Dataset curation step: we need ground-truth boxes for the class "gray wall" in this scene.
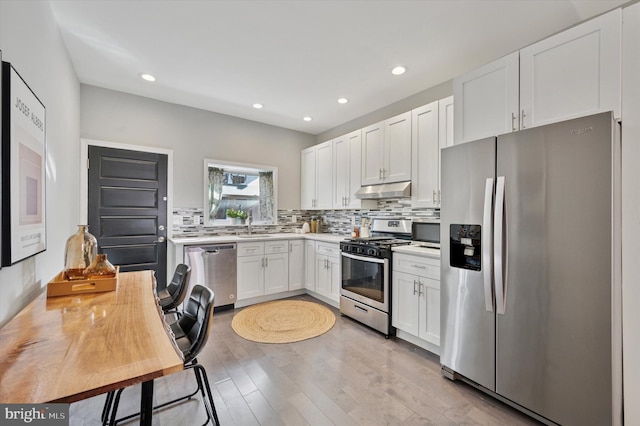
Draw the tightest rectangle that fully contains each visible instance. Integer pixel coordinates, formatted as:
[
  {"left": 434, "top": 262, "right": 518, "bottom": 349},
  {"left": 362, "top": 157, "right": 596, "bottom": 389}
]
[
  {"left": 316, "top": 80, "right": 453, "bottom": 143},
  {"left": 0, "top": 1, "right": 81, "bottom": 326},
  {"left": 80, "top": 85, "right": 317, "bottom": 210}
]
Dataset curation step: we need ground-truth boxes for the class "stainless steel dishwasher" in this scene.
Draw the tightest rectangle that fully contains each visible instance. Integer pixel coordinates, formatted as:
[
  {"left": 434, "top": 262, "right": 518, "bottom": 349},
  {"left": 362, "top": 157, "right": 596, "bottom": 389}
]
[{"left": 184, "top": 243, "right": 237, "bottom": 310}]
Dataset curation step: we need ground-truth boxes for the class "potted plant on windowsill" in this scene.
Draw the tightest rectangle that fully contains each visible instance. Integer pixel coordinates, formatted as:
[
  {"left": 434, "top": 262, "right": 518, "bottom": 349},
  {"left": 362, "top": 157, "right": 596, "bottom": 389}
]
[{"left": 226, "top": 209, "right": 248, "bottom": 225}]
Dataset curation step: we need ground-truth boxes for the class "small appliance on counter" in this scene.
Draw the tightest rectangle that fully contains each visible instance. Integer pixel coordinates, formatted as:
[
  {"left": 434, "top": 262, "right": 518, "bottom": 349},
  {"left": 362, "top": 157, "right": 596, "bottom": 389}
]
[{"left": 411, "top": 219, "right": 440, "bottom": 249}]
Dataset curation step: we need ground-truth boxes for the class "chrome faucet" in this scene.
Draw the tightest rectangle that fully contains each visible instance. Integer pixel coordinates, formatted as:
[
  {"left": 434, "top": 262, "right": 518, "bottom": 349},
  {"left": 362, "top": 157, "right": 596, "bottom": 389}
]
[{"left": 247, "top": 211, "right": 253, "bottom": 235}]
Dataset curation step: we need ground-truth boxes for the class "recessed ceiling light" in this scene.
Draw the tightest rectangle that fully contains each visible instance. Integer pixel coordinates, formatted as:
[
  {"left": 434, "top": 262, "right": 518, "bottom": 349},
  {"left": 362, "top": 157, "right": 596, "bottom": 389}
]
[
  {"left": 140, "top": 73, "right": 156, "bottom": 82},
  {"left": 253, "top": 103, "right": 263, "bottom": 109},
  {"left": 337, "top": 98, "right": 349, "bottom": 104},
  {"left": 303, "top": 116, "right": 313, "bottom": 122},
  {"left": 391, "top": 66, "right": 407, "bottom": 76}
]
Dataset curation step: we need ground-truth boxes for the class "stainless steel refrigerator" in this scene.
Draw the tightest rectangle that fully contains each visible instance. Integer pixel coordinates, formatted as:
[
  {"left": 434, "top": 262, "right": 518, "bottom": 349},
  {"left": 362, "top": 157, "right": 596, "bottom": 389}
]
[{"left": 440, "top": 112, "right": 618, "bottom": 425}]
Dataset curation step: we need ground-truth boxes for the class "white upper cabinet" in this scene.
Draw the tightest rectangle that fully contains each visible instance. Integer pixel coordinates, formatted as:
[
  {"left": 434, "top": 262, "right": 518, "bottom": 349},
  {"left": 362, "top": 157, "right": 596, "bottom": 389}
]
[
  {"left": 439, "top": 95, "right": 455, "bottom": 149},
  {"left": 384, "top": 112, "right": 412, "bottom": 183},
  {"left": 300, "top": 141, "right": 333, "bottom": 210},
  {"left": 411, "top": 96, "right": 454, "bottom": 208},
  {"left": 300, "top": 147, "right": 317, "bottom": 209},
  {"left": 333, "top": 133, "right": 350, "bottom": 208},
  {"left": 361, "top": 121, "right": 385, "bottom": 185},
  {"left": 361, "top": 112, "right": 412, "bottom": 185},
  {"left": 454, "top": 52, "right": 520, "bottom": 144},
  {"left": 333, "top": 130, "right": 371, "bottom": 209},
  {"left": 411, "top": 101, "right": 440, "bottom": 208},
  {"left": 454, "top": 8, "right": 621, "bottom": 144},
  {"left": 519, "top": 8, "right": 621, "bottom": 128},
  {"left": 315, "top": 141, "right": 334, "bottom": 209}
]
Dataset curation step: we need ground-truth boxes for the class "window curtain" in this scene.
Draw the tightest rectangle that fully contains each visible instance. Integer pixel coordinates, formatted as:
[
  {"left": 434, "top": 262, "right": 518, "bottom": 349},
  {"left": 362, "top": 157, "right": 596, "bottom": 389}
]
[
  {"left": 208, "top": 167, "right": 225, "bottom": 221},
  {"left": 259, "top": 171, "right": 274, "bottom": 222}
]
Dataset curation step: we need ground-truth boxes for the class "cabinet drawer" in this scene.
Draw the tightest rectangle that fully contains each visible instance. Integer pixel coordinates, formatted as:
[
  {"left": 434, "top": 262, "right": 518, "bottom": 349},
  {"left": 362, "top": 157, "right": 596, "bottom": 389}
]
[
  {"left": 316, "top": 242, "right": 340, "bottom": 257},
  {"left": 265, "top": 240, "right": 288, "bottom": 254},
  {"left": 393, "top": 253, "right": 440, "bottom": 279},
  {"left": 237, "top": 242, "right": 264, "bottom": 257}
]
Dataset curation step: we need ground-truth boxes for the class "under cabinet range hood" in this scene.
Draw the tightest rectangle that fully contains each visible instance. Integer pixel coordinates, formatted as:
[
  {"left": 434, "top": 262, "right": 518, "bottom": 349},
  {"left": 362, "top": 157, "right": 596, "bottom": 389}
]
[{"left": 354, "top": 181, "right": 411, "bottom": 199}]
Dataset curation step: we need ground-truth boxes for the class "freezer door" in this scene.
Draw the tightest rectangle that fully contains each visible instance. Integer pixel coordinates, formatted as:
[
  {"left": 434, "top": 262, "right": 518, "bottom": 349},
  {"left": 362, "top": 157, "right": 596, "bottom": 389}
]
[
  {"left": 440, "top": 137, "right": 496, "bottom": 391},
  {"left": 495, "top": 112, "right": 613, "bottom": 425}
]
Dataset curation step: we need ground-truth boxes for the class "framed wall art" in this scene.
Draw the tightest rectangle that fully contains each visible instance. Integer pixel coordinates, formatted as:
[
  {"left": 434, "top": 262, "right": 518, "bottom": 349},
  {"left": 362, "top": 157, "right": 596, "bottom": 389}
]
[{"left": 1, "top": 61, "right": 47, "bottom": 266}]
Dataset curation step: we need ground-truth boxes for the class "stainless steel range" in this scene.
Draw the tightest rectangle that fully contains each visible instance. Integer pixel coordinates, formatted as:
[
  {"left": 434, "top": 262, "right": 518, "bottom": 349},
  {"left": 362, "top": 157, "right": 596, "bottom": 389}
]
[{"left": 339, "top": 218, "right": 412, "bottom": 338}]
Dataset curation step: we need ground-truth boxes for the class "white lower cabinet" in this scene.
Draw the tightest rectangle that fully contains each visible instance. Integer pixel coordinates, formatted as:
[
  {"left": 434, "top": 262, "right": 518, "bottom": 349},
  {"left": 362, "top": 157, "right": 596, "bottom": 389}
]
[
  {"left": 288, "top": 239, "right": 304, "bottom": 291},
  {"left": 237, "top": 241, "right": 289, "bottom": 300},
  {"left": 315, "top": 242, "right": 341, "bottom": 303},
  {"left": 392, "top": 253, "right": 440, "bottom": 352},
  {"left": 304, "top": 240, "right": 316, "bottom": 291}
]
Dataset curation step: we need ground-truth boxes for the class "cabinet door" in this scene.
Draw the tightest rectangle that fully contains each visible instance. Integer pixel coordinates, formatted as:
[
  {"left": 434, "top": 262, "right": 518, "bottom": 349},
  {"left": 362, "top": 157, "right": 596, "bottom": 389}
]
[
  {"left": 333, "top": 134, "right": 349, "bottom": 209},
  {"left": 391, "top": 271, "right": 420, "bottom": 337},
  {"left": 520, "top": 8, "right": 621, "bottom": 128},
  {"left": 361, "top": 121, "right": 385, "bottom": 185},
  {"left": 384, "top": 111, "right": 412, "bottom": 183},
  {"left": 328, "top": 255, "right": 341, "bottom": 302},
  {"left": 454, "top": 51, "right": 519, "bottom": 144},
  {"left": 438, "top": 96, "right": 454, "bottom": 204},
  {"left": 288, "top": 240, "right": 304, "bottom": 291},
  {"left": 300, "top": 147, "right": 316, "bottom": 209},
  {"left": 237, "top": 255, "right": 264, "bottom": 299},
  {"left": 346, "top": 130, "right": 363, "bottom": 209},
  {"left": 439, "top": 96, "right": 454, "bottom": 149},
  {"left": 304, "top": 241, "right": 316, "bottom": 291},
  {"left": 411, "top": 101, "right": 439, "bottom": 208},
  {"left": 315, "top": 141, "right": 334, "bottom": 209},
  {"left": 315, "top": 255, "right": 330, "bottom": 297},
  {"left": 418, "top": 276, "right": 441, "bottom": 347},
  {"left": 264, "top": 253, "right": 289, "bottom": 295}
]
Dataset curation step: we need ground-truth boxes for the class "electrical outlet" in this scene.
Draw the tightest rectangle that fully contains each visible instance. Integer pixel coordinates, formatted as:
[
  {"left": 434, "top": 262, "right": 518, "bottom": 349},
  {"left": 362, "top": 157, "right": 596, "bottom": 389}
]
[
  {"left": 351, "top": 216, "right": 356, "bottom": 226},
  {"left": 291, "top": 215, "right": 297, "bottom": 223}
]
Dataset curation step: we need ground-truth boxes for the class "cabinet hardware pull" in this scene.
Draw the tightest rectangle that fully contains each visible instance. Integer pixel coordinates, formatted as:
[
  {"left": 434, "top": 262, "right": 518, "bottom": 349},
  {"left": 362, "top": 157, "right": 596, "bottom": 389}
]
[
  {"left": 511, "top": 112, "right": 517, "bottom": 131},
  {"left": 411, "top": 264, "right": 426, "bottom": 269},
  {"left": 413, "top": 280, "right": 418, "bottom": 295},
  {"left": 418, "top": 282, "right": 424, "bottom": 297},
  {"left": 521, "top": 109, "right": 526, "bottom": 129}
]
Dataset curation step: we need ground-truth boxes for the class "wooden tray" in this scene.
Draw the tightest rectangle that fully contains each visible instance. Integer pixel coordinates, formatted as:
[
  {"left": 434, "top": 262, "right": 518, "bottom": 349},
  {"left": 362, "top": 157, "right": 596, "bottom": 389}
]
[{"left": 47, "top": 266, "right": 119, "bottom": 297}]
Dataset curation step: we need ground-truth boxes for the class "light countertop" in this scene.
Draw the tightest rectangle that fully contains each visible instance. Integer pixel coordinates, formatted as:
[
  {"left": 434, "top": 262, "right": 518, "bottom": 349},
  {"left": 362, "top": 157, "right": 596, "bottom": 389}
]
[
  {"left": 392, "top": 244, "right": 441, "bottom": 259},
  {"left": 170, "top": 232, "right": 346, "bottom": 245}
]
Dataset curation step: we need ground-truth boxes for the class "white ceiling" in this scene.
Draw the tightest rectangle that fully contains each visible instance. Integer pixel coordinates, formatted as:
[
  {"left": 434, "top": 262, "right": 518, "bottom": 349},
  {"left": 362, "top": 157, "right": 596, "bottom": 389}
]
[{"left": 49, "top": 0, "right": 627, "bottom": 135}]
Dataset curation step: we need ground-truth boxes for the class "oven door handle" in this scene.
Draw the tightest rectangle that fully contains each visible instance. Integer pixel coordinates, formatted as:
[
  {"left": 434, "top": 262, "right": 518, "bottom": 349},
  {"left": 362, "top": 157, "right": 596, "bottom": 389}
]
[{"left": 340, "top": 252, "right": 386, "bottom": 264}]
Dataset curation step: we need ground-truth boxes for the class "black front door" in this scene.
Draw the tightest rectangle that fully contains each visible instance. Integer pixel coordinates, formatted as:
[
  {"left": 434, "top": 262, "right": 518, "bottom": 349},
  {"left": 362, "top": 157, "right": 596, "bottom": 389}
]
[{"left": 88, "top": 146, "right": 168, "bottom": 288}]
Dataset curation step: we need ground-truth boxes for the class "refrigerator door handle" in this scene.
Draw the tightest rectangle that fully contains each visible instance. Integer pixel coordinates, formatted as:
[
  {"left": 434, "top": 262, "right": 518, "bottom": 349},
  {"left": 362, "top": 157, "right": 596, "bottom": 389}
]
[
  {"left": 494, "top": 176, "right": 507, "bottom": 315},
  {"left": 482, "top": 178, "right": 495, "bottom": 312}
]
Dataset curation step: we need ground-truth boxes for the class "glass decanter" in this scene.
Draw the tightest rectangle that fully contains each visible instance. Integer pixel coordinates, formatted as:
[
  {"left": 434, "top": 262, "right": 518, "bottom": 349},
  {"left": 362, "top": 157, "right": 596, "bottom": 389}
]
[
  {"left": 83, "top": 253, "right": 117, "bottom": 278},
  {"left": 64, "top": 225, "right": 98, "bottom": 280}
]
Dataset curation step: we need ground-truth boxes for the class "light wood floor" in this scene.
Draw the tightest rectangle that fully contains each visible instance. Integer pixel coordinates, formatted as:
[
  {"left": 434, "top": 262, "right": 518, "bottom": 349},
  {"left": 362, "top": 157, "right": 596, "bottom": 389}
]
[{"left": 70, "top": 294, "right": 540, "bottom": 425}]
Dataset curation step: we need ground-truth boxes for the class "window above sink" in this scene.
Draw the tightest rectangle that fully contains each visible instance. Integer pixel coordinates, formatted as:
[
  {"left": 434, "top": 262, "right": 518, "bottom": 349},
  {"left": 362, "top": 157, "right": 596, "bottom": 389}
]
[{"left": 203, "top": 159, "right": 278, "bottom": 226}]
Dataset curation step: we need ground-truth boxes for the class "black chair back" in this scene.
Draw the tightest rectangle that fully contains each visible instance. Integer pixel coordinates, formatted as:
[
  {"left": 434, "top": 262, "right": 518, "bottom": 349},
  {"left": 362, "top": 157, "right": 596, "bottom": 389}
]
[
  {"left": 174, "top": 284, "right": 215, "bottom": 363},
  {"left": 161, "top": 264, "right": 191, "bottom": 311}
]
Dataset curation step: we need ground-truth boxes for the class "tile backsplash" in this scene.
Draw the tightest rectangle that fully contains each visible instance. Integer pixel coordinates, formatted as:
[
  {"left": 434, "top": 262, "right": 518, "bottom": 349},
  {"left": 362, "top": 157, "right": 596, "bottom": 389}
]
[{"left": 172, "top": 201, "right": 439, "bottom": 238}]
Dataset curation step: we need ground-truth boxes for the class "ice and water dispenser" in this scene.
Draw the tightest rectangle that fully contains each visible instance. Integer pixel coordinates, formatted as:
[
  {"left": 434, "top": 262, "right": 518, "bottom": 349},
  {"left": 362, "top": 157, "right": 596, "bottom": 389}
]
[{"left": 449, "top": 224, "right": 482, "bottom": 271}]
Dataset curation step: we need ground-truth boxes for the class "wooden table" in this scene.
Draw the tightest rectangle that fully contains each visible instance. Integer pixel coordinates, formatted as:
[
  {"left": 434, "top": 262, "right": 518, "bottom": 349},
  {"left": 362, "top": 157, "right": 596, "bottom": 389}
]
[{"left": 0, "top": 270, "right": 184, "bottom": 424}]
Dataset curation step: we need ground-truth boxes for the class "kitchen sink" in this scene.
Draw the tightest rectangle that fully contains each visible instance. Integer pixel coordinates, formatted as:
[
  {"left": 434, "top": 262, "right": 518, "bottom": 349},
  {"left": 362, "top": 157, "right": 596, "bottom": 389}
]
[{"left": 238, "top": 234, "right": 271, "bottom": 238}]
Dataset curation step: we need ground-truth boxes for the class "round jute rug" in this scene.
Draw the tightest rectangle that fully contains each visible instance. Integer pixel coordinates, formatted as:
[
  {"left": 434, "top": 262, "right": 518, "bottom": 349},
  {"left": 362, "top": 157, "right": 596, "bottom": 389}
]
[{"left": 231, "top": 300, "right": 336, "bottom": 344}]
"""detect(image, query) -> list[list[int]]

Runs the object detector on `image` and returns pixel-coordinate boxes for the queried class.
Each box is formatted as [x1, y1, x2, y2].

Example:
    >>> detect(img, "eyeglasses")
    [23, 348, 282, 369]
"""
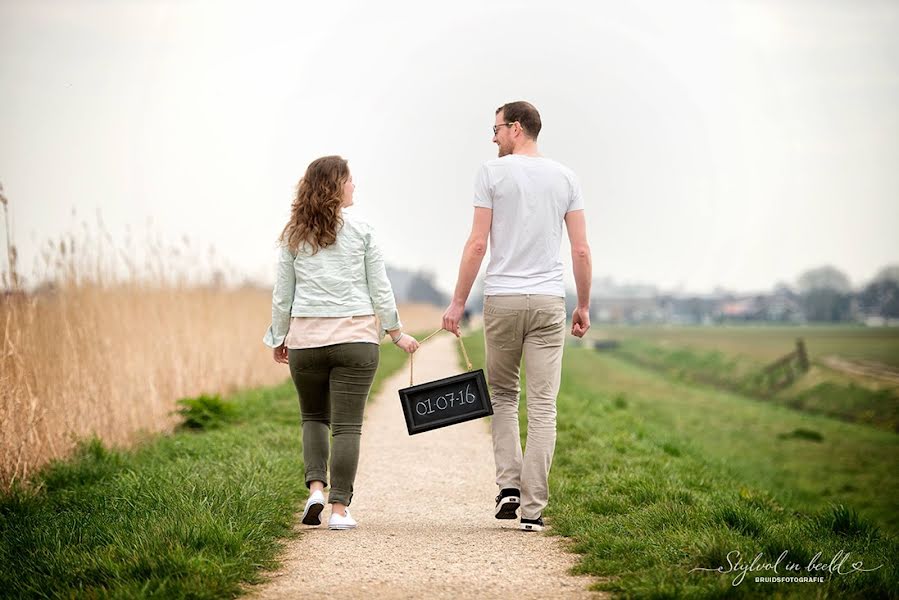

▶ How to complete this task: For the records above, state the count of lines where "cabinet" appears, without any other text.

▶ Answer section: 6